__Passage__:
[Start of Attachment]

In the paper, the authors collect data from a number of large hospices in Chicago. Before the patient was admitted to the hospice, the researchers asked the patient’s physician–usually the referring physician–to estimate how long the patient would survive. This was done using 3 measures:

(1) the point prediction is an answer to a question about the physicians’ best estimate of how long this patient has to live; (2) the communicated prediction is an answer to a question about what prognosis the doctor would communicate to the patient if the patient or the family insisted on receiving an estimate of survival; (3) the subjective distribution prediction is the physicians’ stated percent estimate that the patient would still be alive 7, 30, 90, 180 and 360 days after referral.

The closeness of the physicians to the patient is proxied with measures of the duration of their relationship, the frequency of their contact, and the date of their most recent contact.

[End of Attachment]

__Exercises__:
(a) Answer these about the passage on physicians' survival estimates:
(i) Where did the authors collect their data?
(ii) At which numbers of days after referral did physicians give percent estimates that the patient would still be alive?
(iii) What three measures stand in for how close the physicians are to the patient?
(b) Write out the passage on physicians' survival estimates again, starting with "The closeness of" and going on through "most recent contact.", and rename "closeness" to "proximity".
None of the lines are needed.

__Data under study__:
[Start of Attachment]

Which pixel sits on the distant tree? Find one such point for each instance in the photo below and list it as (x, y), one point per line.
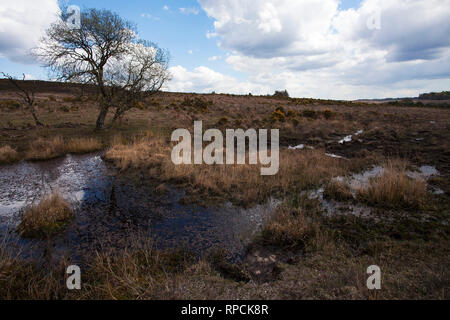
(105, 52)
(281, 94)
(26, 94)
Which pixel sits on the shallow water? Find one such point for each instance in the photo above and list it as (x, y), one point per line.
(110, 209)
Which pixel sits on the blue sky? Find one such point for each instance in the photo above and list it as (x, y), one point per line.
(183, 34)
(322, 49)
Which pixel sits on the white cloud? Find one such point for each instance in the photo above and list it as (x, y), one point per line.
(214, 58)
(150, 16)
(187, 11)
(206, 80)
(313, 48)
(22, 24)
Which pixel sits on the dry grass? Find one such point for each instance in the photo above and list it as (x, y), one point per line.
(298, 170)
(394, 189)
(290, 227)
(8, 155)
(49, 148)
(44, 149)
(83, 145)
(46, 218)
(338, 190)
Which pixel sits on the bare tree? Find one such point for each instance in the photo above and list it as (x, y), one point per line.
(142, 73)
(26, 93)
(85, 55)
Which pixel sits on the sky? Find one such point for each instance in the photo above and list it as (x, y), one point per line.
(331, 49)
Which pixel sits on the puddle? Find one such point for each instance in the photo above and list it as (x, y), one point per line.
(346, 139)
(357, 181)
(299, 147)
(332, 155)
(110, 209)
(350, 137)
(332, 207)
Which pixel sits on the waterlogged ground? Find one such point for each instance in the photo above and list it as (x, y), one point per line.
(111, 209)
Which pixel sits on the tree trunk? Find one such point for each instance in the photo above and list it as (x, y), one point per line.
(101, 117)
(36, 120)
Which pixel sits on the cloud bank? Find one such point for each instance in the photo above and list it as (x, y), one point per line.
(313, 48)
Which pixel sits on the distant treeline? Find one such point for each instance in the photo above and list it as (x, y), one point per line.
(50, 86)
(444, 95)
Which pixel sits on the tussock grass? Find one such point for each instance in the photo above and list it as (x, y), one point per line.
(44, 149)
(394, 189)
(242, 183)
(289, 227)
(338, 190)
(49, 148)
(46, 218)
(83, 145)
(8, 155)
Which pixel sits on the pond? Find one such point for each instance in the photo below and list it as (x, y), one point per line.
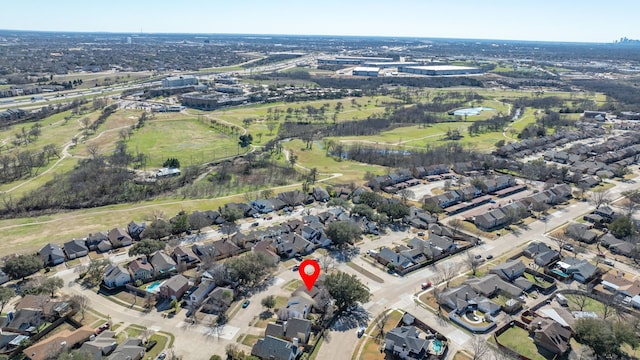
(471, 111)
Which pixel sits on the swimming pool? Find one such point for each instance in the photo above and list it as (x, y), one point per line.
(436, 346)
(471, 111)
(154, 288)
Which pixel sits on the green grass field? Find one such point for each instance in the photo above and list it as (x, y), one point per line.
(185, 138)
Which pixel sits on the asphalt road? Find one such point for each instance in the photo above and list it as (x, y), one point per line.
(396, 292)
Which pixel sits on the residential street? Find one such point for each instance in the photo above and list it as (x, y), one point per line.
(395, 293)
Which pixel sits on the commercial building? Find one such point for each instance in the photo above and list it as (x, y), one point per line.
(178, 81)
(351, 60)
(365, 71)
(439, 70)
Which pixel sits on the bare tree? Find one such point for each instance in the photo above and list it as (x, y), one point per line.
(472, 262)
(380, 323)
(599, 198)
(580, 300)
(92, 149)
(480, 348)
(82, 302)
(406, 194)
(146, 334)
(455, 224)
(448, 272)
(327, 263)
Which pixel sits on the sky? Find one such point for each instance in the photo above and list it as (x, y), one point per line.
(542, 20)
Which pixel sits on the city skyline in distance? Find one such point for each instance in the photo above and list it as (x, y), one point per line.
(562, 21)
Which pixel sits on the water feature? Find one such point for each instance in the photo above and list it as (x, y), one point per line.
(154, 288)
(471, 111)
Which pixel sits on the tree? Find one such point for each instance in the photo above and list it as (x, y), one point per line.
(21, 266)
(81, 301)
(6, 294)
(146, 247)
(171, 163)
(346, 290)
(51, 284)
(472, 262)
(343, 233)
(245, 140)
(269, 302)
(95, 271)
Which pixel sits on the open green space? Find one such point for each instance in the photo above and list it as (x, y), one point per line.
(518, 340)
(185, 138)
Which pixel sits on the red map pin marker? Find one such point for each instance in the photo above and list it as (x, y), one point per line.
(309, 271)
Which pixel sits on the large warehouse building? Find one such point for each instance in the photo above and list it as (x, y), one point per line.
(365, 71)
(436, 70)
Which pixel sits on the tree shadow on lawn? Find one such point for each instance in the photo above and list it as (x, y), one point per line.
(345, 255)
(351, 319)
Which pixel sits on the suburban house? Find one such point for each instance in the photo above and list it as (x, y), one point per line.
(130, 349)
(116, 276)
(218, 301)
(581, 270)
(52, 255)
(184, 255)
(66, 339)
(119, 238)
(201, 293)
(162, 263)
(509, 271)
(273, 348)
(102, 345)
(98, 242)
(550, 335)
(135, 229)
(3, 277)
(405, 343)
(140, 269)
(75, 249)
(581, 232)
(293, 328)
(174, 288)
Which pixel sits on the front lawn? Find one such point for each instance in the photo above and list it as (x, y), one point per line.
(518, 340)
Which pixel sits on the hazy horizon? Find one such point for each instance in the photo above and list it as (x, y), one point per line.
(544, 20)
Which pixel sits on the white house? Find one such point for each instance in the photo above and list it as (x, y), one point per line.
(116, 276)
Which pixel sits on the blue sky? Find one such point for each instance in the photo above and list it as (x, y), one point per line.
(557, 20)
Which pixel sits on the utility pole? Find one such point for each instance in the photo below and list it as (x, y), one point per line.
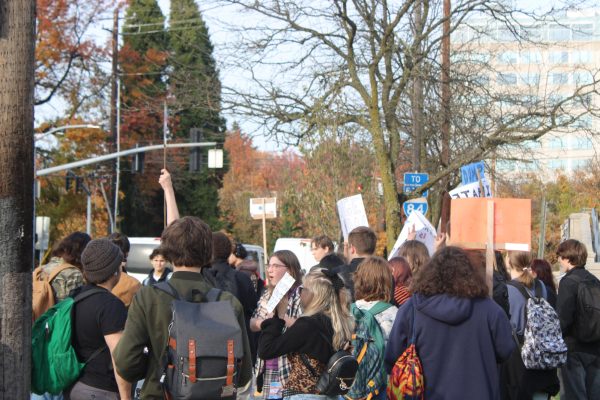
(114, 100)
(417, 98)
(17, 46)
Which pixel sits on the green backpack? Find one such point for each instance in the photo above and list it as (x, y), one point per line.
(54, 364)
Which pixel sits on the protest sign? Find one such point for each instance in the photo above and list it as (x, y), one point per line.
(425, 232)
(469, 172)
(281, 289)
(352, 214)
(471, 190)
(511, 223)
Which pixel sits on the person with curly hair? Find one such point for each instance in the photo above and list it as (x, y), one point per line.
(461, 334)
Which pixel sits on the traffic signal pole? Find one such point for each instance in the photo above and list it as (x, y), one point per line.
(106, 157)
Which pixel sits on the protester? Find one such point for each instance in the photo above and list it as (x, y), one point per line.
(581, 373)
(98, 324)
(67, 256)
(320, 246)
(187, 244)
(361, 243)
(542, 270)
(373, 284)
(402, 277)
(160, 272)
(522, 383)
(273, 372)
(325, 326)
(415, 253)
(460, 333)
(127, 286)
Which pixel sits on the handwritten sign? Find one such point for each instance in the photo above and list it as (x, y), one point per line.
(471, 190)
(469, 172)
(352, 214)
(425, 232)
(281, 289)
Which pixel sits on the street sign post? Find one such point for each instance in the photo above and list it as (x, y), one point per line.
(412, 181)
(263, 208)
(411, 205)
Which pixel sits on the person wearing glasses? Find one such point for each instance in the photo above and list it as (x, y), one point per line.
(272, 374)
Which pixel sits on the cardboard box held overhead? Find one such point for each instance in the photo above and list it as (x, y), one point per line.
(511, 223)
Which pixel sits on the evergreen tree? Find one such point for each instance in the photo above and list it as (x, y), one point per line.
(143, 63)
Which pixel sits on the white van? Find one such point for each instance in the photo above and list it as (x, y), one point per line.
(139, 266)
(301, 248)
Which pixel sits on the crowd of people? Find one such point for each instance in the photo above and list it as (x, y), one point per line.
(468, 342)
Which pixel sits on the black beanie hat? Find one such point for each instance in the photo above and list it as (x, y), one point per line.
(100, 259)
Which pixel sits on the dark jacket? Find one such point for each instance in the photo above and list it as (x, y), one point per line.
(147, 326)
(347, 273)
(459, 341)
(566, 307)
(307, 336)
(149, 281)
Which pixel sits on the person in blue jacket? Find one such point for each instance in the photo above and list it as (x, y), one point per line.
(461, 333)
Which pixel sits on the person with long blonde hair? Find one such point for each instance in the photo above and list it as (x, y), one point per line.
(325, 326)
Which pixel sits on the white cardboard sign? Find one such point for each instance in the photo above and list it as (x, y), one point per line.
(281, 289)
(471, 190)
(426, 233)
(352, 214)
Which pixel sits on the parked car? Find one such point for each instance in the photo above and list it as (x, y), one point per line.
(138, 263)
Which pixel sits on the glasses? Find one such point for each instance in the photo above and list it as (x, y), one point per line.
(276, 266)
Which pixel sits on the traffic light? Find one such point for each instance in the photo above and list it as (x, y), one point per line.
(195, 153)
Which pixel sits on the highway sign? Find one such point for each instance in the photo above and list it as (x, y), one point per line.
(415, 204)
(412, 181)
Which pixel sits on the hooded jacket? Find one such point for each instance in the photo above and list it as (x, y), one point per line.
(460, 341)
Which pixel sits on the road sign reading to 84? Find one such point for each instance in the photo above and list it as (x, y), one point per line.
(412, 181)
(415, 204)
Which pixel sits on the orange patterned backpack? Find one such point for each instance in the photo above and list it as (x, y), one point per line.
(406, 382)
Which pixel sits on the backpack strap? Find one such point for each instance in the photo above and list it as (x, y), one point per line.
(166, 287)
(378, 308)
(82, 296)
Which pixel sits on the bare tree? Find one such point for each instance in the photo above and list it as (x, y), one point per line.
(17, 39)
(317, 65)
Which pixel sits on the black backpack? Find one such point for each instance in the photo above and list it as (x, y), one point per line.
(204, 347)
(339, 374)
(587, 319)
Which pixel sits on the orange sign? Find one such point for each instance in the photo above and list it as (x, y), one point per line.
(511, 224)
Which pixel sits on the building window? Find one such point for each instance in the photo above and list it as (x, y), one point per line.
(583, 32)
(555, 143)
(508, 57)
(559, 33)
(558, 57)
(557, 164)
(581, 57)
(559, 78)
(583, 78)
(531, 57)
(507, 78)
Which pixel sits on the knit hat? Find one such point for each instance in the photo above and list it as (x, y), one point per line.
(100, 259)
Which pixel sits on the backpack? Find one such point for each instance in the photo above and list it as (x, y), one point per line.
(406, 381)
(587, 319)
(204, 347)
(339, 373)
(54, 363)
(43, 294)
(368, 345)
(543, 345)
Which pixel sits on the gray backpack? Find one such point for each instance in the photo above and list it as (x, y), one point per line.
(543, 344)
(204, 349)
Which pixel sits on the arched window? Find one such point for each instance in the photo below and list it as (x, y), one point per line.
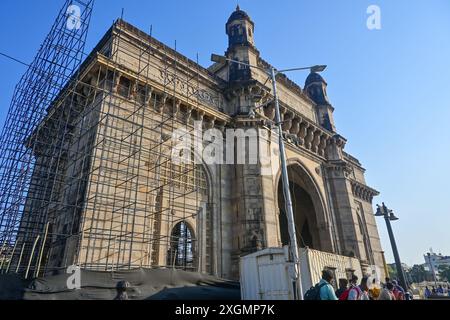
(182, 247)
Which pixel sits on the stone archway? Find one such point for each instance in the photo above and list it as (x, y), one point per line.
(181, 253)
(310, 215)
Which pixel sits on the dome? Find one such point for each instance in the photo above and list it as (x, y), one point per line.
(239, 14)
(314, 77)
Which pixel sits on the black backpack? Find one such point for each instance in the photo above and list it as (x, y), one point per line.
(314, 292)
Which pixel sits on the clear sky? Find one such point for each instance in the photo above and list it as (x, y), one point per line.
(390, 87)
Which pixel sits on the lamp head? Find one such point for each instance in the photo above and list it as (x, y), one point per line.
(218, 58)
(318, 68)
(392, 217)
(379, 213)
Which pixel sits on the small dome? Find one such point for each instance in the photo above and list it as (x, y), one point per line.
(238, 14)
(314, 77)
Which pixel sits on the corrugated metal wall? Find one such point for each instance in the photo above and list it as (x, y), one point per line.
(312, 262)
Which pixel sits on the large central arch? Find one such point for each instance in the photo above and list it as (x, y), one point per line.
(310, 215)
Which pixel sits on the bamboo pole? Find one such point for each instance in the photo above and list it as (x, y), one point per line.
(12, 256)
(31, 256)
(20, 257)
(41, 252)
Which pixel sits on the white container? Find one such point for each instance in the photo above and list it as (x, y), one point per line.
(264, 275)
(313, 262)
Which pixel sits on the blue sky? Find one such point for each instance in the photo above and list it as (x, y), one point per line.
(390, 87)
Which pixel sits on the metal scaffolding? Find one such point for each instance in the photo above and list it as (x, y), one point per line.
(87, 174)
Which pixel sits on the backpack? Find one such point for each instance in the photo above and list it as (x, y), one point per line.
(314, 292)
(344, 296)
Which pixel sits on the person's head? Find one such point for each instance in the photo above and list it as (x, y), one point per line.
(327, 275)
(343, 283)
(354, 279)
(364, 285)
(389, 286)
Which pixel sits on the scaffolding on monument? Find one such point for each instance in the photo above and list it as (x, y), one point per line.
(87, 176)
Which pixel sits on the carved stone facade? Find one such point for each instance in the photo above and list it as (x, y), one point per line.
(237, 210)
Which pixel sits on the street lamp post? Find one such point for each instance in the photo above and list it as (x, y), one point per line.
(272, 73)
(388, 217)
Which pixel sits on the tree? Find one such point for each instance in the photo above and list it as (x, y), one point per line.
(444, 272)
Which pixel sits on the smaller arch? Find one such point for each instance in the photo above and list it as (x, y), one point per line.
(181, 253)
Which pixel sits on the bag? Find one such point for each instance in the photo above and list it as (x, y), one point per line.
(344, 296)
(314, 292)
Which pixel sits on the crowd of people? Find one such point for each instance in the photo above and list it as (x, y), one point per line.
(352, 290)
(440, 291)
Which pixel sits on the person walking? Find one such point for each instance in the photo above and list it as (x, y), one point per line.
(427, 293)
(327, 290)
(322, 290)
(398, 291)
(364, 289)
(353, 292)
(386, 293)
(375, 291)
(343, 284)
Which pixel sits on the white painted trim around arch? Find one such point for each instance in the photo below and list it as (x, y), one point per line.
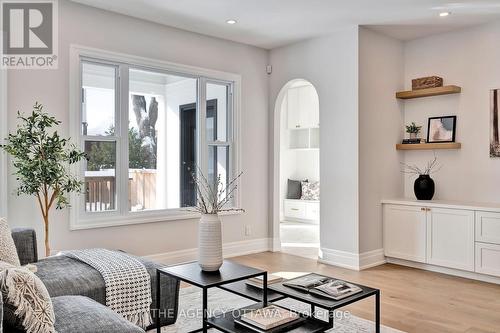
(275, 190)
(3, 134)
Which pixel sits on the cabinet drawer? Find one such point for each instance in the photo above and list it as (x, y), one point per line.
(488, 227)
(312, 211)
(295, 209)
(488, 259)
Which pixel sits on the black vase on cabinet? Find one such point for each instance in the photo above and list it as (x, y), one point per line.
(424, 187)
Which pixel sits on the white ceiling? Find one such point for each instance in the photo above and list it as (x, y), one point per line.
(273, 23)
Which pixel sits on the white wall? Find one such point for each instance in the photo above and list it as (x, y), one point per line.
(330, 64)
(380, 120)
(471, 59)
(100, 29)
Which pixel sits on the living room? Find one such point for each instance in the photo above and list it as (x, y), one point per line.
(152, 73)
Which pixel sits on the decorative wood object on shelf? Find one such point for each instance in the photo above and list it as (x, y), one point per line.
(428, 146)
(445, 90)
(426, 82)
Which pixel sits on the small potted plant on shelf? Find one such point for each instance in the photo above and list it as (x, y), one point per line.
(213, 196)
(424, 186)
(413, 130)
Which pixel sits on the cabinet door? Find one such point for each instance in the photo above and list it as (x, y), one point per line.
(295, 209)
(488, 227)
(405, 232)
(309, 107)
(488, 259)
(293, 108)
(312, 211)
(450, 238)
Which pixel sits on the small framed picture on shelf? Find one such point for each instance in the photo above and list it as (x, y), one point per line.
(441, 129)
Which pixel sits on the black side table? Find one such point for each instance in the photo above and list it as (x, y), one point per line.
(191, 273)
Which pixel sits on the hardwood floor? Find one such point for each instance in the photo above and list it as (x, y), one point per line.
(413, 300)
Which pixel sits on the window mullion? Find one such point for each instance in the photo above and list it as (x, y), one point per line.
(122, 122)
(202, 121)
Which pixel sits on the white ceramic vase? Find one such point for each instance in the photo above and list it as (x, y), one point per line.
(210, 243)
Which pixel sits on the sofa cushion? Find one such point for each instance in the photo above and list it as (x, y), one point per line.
(65, 276)
(83, 315)
(27, 298)
(8, 252)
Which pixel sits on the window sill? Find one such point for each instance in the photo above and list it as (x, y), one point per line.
(138, 218)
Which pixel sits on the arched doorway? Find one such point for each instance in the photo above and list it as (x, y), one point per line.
(296, 201)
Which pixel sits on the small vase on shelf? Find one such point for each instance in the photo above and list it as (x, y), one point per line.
(424, 187)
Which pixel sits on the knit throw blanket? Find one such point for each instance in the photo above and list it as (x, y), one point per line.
(128, 284)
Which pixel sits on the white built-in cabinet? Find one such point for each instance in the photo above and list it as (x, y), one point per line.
(405, 232)
(303, 117)
(450, 238)
(303, 107)
(302, 210)
(462, 237)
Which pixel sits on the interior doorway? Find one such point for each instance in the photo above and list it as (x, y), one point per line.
(297, 176)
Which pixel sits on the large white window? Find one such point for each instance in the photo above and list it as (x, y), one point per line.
(144, 126)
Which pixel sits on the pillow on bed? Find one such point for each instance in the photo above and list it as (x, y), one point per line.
(310, 191)
(294, 189)
(8, 252)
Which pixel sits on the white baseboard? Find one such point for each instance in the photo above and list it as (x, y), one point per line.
(276, 246)
(229, 250)
(351, 260)
(371, 259)
(444, 270)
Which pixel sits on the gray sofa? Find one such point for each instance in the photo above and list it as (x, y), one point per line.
(78, 292)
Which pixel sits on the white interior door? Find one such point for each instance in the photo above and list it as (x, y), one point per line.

[End of Attachment]

__Solution set__:
(a)
(i) From a number of large hospices in Chicago.
(ii) 7, 30, 90, 180 and 360 days.
(iii) The duration of their relationship, the frequency of their contact, and the date of their most recent contact.

(b)
The proximity of the physicians to the patient is proxied with measures of the duration of their relationship, the frequency of their contact, and the date of their most recent contact.